- [EXERCISE REQUIREMENTS]:
(A) In two sentences, summarize the passage below on widening access to higher education in Scotland.
(B) Write the next part of the remarks on fair access to university in Scotland, picking up after their final sentence.

- [SUPPLIED PASSAGE]:
===============

I will first respond to the commissioner’s call for the Government to make clearer its priorities on our targets and ambitions for access.

This Government recognises that Scotland’s colleges are a key part of our higher education system and that they play a crucial and valued role in widening access. Colleges often provide the first step into further and higher education. Although they are a valued place of study in their own right, they can also be a stepping stone on to degree-level study at university. However, we are also clear that students from the most deprived backgrounds are well represented in colleges. The greatest inequalities lie in our universities, so I am clear that we will continue to prioritise access to university in our work and our targets for fair access. I reiterate once again that, no matter their background or circumstances, applicants should have an equal chance of going to university by 2030.

===============

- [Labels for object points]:
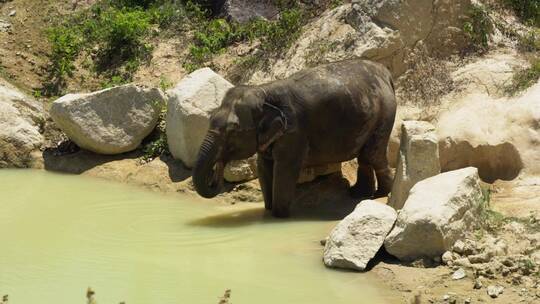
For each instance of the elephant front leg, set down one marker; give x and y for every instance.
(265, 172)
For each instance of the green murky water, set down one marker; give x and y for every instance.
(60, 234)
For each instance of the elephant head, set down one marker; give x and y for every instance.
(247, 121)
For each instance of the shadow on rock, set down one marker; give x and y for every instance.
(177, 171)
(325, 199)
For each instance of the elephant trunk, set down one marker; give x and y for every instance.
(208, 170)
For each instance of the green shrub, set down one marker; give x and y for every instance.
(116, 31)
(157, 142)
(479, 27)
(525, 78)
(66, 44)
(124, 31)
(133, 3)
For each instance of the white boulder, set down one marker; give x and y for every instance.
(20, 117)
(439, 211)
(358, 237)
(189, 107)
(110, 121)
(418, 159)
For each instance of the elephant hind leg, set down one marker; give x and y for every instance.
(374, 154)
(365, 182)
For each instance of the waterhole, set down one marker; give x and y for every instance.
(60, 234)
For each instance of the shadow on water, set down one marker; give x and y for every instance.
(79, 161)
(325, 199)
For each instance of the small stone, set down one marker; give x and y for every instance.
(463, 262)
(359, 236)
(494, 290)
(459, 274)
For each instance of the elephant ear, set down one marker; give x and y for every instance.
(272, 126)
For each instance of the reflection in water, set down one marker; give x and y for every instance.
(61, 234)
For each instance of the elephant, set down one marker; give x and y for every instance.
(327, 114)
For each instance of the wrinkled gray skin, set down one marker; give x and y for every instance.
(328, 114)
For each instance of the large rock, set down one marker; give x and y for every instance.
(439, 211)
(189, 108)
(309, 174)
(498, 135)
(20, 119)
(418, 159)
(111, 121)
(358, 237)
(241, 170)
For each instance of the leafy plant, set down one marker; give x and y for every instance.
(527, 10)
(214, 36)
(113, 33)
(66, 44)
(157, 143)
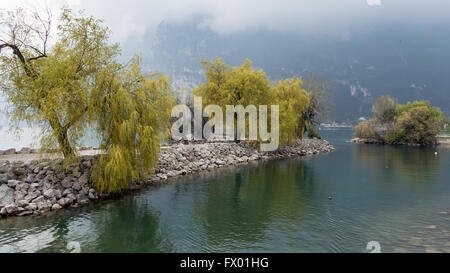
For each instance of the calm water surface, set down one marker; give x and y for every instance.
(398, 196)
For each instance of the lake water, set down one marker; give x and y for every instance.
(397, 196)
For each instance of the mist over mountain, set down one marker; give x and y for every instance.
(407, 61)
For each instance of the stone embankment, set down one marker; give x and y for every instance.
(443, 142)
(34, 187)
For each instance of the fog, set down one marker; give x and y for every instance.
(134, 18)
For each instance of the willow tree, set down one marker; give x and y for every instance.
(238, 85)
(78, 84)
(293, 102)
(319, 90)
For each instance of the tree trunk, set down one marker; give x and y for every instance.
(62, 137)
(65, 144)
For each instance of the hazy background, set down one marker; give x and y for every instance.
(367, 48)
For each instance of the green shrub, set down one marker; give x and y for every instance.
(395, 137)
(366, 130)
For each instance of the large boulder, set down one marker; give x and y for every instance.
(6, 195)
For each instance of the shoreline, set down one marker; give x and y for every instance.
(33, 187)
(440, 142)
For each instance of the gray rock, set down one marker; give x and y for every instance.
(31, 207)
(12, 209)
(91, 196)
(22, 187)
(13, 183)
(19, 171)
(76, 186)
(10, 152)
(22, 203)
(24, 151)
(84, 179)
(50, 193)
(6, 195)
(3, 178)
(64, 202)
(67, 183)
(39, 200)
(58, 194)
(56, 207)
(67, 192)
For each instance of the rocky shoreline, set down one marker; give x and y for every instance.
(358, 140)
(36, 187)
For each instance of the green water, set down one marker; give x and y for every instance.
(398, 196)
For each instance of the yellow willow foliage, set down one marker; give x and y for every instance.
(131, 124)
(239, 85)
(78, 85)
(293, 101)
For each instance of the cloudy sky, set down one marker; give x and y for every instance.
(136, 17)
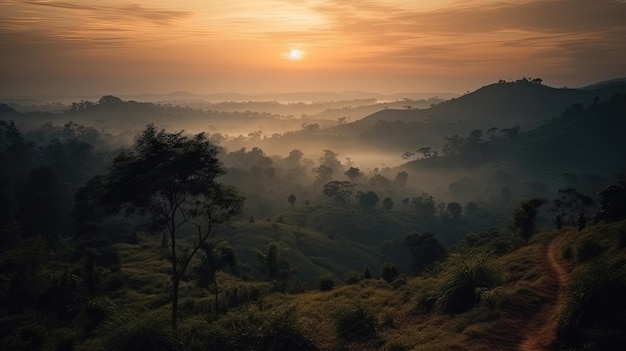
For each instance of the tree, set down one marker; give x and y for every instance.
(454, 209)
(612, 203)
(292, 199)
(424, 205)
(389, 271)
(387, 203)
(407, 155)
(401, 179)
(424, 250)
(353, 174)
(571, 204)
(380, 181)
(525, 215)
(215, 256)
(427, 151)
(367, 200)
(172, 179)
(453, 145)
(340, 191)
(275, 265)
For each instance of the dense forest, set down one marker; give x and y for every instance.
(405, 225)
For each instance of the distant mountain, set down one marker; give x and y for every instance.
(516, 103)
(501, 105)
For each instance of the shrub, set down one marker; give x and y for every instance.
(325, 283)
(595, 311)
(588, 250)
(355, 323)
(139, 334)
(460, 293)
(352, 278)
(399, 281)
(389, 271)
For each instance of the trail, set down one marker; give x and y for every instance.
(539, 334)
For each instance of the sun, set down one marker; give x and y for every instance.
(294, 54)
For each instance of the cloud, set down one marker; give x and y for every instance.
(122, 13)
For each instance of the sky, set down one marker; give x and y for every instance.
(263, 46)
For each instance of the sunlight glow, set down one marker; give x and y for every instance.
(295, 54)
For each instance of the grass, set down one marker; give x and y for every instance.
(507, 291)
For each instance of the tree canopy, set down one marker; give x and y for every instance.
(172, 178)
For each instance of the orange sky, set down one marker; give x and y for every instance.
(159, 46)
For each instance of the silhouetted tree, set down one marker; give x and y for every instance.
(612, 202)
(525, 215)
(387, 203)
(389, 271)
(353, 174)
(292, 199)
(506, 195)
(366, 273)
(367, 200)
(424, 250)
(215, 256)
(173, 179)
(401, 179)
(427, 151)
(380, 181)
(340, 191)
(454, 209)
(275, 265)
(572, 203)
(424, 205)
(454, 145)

===============

- [ANSWERS BY TASK]:
(A) The Government regards Scotland's colleges as a key part of the higher education system that plays a crucial role in widening access and can serve as a stepping stone to degree-level study at university. Because students from the most deprived backgrounds are well represented in colleges while the greatest inequalities lie in universities, the Government will keep prioritizing access to university, aiming for every applicant to have an equal chance of going by 2030 regardless of background or circumstances.

(B)
When we talk about fair access to university, I do not just mean fair access to some universities. We expect every university to take action now to ensure that, by 2021, 10 per cent of entrants to each university are from Scotland’s 20 per cent most deprived backgrounds. Through the access delivery group, we will continue to see progress towards meeting those targets, but members should be assured that I will look to the Scottish funding council to use the outcome agreement process to ensure that delivery is achieved.

I make it clear that our targets are for learners of all ages. Adult students should and will be given the same priority as school leavers from similar backgrounds in our work on fair access. The framework for fair access will identify the best methods through which to support adult learners into higher education, and I expect learners of all ages to be considered in the work to develop a more co-ordinated approach to access across Scotland.

My vision is of an efficient and flexible tertiary education system in Scotland, which supports all learners to succeed. Our work on the learner journey is examining how we can better connect the different parts of our education system and ensure that learners’ previous education is recognised fairly. I welcome the commissioner’s recommendations on those areas and his insights into how the system can better support learners from our most disadvantaged communities.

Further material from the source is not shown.